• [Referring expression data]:
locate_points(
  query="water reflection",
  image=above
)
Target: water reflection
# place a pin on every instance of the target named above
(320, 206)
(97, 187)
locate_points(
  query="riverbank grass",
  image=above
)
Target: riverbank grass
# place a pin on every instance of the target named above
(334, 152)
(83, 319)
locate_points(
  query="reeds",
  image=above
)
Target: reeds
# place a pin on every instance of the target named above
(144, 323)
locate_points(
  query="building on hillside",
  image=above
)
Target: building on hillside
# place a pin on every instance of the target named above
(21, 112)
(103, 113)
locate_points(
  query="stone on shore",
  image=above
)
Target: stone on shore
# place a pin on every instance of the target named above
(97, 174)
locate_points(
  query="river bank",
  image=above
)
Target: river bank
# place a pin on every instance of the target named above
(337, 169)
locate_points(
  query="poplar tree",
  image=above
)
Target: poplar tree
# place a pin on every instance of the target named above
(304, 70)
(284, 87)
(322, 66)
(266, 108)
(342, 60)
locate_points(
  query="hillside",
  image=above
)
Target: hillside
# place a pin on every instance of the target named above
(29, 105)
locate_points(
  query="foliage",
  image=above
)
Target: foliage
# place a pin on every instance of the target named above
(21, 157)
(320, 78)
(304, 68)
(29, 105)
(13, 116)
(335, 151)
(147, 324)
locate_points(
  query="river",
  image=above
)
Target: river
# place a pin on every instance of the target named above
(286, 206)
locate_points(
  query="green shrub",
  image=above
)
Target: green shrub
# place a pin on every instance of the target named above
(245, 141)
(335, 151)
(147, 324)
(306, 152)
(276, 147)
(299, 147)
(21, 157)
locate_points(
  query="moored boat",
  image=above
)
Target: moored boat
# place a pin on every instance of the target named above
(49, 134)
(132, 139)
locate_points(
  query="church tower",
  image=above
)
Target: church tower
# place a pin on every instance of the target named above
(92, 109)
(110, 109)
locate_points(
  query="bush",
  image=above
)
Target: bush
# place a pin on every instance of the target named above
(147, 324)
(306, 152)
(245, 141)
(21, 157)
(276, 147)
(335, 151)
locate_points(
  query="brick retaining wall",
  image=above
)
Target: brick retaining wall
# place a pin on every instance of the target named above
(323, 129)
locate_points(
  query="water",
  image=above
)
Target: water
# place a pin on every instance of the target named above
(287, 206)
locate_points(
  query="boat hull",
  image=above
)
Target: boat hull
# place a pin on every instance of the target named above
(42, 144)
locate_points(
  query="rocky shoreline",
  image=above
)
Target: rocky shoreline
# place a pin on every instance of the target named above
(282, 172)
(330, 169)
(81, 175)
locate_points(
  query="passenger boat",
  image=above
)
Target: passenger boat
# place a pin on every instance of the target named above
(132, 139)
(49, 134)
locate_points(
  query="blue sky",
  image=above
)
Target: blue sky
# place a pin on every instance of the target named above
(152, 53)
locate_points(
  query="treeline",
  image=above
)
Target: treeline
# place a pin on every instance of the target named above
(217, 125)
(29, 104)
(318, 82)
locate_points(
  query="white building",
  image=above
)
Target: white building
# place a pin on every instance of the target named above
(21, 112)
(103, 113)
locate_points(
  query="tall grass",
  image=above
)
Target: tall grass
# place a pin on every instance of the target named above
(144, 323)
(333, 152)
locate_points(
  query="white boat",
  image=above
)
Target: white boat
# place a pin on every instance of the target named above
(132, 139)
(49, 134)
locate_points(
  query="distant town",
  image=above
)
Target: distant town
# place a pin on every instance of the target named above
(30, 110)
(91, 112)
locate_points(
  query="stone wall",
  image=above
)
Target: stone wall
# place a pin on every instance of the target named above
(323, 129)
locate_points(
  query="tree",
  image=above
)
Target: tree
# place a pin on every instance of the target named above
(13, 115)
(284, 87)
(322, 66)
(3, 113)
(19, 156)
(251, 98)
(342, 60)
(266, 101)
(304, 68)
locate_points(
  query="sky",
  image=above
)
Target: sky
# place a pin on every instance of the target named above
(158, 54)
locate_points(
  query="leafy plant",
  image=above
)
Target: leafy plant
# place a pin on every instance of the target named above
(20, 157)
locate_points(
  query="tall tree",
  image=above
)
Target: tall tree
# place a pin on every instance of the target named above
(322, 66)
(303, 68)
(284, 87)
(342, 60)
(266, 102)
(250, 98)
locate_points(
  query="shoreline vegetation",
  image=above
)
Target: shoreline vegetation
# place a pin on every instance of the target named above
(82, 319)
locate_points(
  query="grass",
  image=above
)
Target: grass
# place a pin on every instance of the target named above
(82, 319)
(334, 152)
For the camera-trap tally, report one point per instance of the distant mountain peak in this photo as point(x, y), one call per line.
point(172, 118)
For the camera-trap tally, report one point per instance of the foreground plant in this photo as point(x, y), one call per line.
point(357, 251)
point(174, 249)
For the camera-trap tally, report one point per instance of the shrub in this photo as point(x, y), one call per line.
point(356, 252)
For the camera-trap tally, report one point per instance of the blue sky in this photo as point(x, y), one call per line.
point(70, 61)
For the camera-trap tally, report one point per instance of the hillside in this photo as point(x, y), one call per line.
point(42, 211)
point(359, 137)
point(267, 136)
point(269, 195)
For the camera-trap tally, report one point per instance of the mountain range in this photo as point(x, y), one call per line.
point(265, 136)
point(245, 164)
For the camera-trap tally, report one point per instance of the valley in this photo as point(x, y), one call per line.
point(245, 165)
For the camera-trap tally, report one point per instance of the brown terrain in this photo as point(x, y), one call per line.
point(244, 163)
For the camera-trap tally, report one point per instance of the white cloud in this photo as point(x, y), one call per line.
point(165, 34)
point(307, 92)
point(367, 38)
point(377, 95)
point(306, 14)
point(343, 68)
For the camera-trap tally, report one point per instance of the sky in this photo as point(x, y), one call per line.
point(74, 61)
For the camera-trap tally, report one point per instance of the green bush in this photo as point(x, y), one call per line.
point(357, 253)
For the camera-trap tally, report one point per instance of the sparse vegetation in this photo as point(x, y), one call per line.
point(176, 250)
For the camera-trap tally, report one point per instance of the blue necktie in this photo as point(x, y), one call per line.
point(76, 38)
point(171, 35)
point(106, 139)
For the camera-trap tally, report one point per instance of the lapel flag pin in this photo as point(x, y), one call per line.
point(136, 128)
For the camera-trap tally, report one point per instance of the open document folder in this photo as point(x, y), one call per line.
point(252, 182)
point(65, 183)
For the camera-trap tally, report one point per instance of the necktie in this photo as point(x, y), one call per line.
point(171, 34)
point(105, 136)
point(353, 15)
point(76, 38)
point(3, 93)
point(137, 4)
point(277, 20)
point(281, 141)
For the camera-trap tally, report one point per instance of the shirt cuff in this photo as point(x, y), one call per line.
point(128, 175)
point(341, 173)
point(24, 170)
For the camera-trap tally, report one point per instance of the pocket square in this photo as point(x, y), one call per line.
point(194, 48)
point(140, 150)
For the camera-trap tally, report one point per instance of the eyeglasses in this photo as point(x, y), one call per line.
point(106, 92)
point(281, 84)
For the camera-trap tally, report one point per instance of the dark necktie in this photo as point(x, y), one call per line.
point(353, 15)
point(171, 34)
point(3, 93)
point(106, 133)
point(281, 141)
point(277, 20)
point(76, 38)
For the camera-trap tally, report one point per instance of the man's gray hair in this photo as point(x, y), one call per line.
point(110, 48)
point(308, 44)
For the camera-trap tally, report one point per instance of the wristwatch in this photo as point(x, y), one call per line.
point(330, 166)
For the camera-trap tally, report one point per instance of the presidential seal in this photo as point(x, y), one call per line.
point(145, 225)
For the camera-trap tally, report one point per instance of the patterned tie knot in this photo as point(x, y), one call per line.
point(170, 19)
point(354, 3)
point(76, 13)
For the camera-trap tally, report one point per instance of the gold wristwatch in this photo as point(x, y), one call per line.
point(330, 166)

• [REQUIREMENT]:
Please transcribe the data above without changes, from its first line to its "Target: poplar tree" line, and leave out anything past that.

• [SOLVED PROBLEM]:
locate_points(
  query="water reflection",
  image=above
)
Target: water reflection
# place a pin on every instance of the target named above
(320, 206)
(97, 187)
locate_points(
  query="riverbank grass",
  image=above
)
Target: riverbank grass
# place a pin on every instance of the target named above
(334, 152)
(83, 319)
locate_points(
  query="reeds",
  image=above
)
Target: reeds
# place a pin on every instance of the target named above
(144, 323)
locate_points(
  query="building on hillside",
  image=above
)
Target: building on hillside
# place a pin on every instance of the target named above
(21, 112)
(103, 113)
locate_points(
  query="stone on shore",
  image=above
)
Target: stone on shore
# place a pin on every instance of the target named above
(97, 174)
locate_points(
  query="river bank",
  image=above
)
Target: river bank
# place a pin on every instance of the target named above
(337, 169)
locate_points(
  query="poplar tree",
  image=above
)
Target: poplar tree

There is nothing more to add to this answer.